## TASK
Please identify every line in the listing below that contains the word "trunks", and copy each of those lines.

━━━━━ PROVIDED ENTRIES ━━━━━

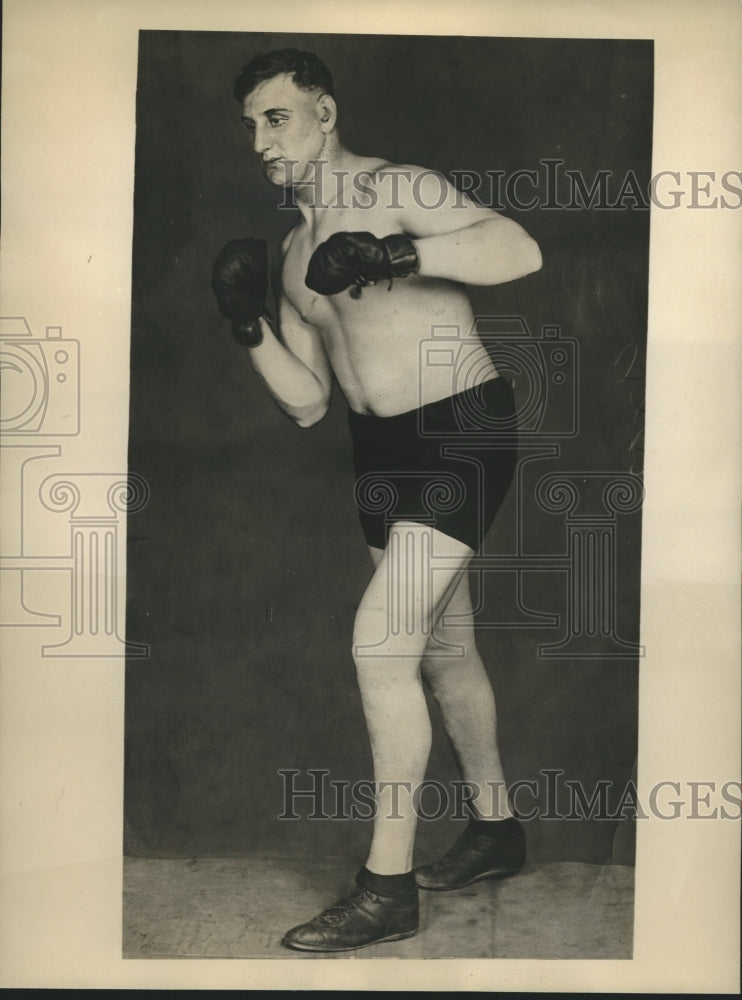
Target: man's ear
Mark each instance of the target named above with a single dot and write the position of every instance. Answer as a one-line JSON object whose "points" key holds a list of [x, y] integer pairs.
{"points": [[328, 112]]}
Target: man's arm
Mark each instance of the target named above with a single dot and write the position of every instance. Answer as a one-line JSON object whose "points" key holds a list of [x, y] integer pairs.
{"points": [[294, 368], [456, 238]]}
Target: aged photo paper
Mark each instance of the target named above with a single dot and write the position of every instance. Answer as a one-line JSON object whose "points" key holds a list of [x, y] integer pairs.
{"points": [[79, 245]]}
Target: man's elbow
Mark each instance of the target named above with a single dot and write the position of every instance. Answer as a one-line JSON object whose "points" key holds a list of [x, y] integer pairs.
{"points": [[532, 259], [311, 416]]}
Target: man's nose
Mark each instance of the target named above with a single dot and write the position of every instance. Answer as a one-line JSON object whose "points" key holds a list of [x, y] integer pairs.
{"points": [[261, 140]]}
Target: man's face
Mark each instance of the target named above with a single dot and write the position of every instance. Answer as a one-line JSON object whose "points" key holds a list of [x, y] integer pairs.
{"points": [[284, 125]]}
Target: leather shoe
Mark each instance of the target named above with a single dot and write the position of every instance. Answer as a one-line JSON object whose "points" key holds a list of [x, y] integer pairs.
{"points": [[476, 856], [362, 919]]}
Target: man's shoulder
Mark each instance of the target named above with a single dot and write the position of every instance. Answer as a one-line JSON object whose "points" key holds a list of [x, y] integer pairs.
{"points": [[403, 171]]}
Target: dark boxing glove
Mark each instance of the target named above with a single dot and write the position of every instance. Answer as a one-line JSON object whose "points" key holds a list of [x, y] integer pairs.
{"points": [[239, 279], [360, 259]]}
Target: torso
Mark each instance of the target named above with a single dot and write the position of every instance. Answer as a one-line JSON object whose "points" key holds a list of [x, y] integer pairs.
{"points": [[381, 345]]}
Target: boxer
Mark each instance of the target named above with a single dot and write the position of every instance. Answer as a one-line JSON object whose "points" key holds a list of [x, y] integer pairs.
{"points": [[364, 274]]}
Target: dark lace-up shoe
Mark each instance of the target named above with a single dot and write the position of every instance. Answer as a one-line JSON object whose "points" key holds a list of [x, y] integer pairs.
{"points": [[362, 919], [477, 856]]}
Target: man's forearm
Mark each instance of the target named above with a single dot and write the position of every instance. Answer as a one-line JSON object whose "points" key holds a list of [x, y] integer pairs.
{"points": [[489, 252], [296, 389]]}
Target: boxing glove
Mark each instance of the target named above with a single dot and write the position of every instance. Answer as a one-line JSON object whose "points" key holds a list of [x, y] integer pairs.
{"points": [[360, 259], [239, 279]]}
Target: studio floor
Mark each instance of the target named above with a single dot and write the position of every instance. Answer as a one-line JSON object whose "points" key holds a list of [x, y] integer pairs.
{"points": [[241, 908]]}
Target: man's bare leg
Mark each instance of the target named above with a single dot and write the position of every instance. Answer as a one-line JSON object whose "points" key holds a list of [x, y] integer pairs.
{"points": [[393, 624], [460, 685], [413, 579]]}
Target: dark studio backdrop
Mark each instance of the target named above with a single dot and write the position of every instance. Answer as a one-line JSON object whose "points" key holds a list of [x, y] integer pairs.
{"points": [[246, 566]]}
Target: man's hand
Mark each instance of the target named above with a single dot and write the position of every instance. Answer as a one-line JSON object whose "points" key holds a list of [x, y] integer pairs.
{"points": [[359, 259], [239, 279]]}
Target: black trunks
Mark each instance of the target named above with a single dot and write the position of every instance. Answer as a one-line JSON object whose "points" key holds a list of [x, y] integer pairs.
{"points": [[447, 464]]}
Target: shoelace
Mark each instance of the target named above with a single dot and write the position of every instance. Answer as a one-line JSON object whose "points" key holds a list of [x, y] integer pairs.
{"points": [[334, 914], [452, 855]]}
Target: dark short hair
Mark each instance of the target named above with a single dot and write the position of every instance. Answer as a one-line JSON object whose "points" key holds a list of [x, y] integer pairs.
{"points": [[307, 71]]}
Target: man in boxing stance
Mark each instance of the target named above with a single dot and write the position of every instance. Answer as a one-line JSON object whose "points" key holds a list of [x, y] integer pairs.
{"points": [[365, 274]]}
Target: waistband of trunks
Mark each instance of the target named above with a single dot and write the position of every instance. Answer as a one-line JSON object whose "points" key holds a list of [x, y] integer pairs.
{"points": [[493, 397]]}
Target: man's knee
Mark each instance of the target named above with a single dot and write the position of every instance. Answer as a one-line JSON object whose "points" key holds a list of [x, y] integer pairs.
{"points": [[378, 638]]}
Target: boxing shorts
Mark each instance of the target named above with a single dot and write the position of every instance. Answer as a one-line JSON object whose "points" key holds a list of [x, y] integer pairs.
{"points": [[448, 464]]}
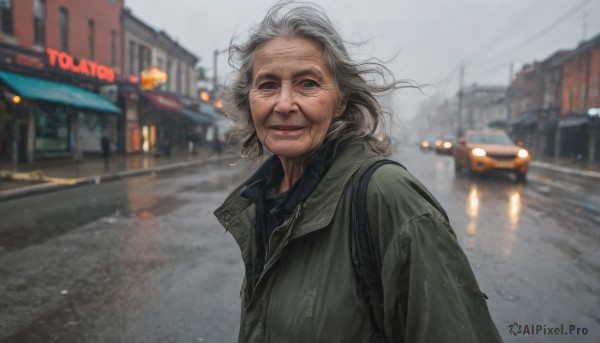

━━━━━

## OUTPUT OF THE EXERCISE
Target: black trunks
Target: waistband of trunks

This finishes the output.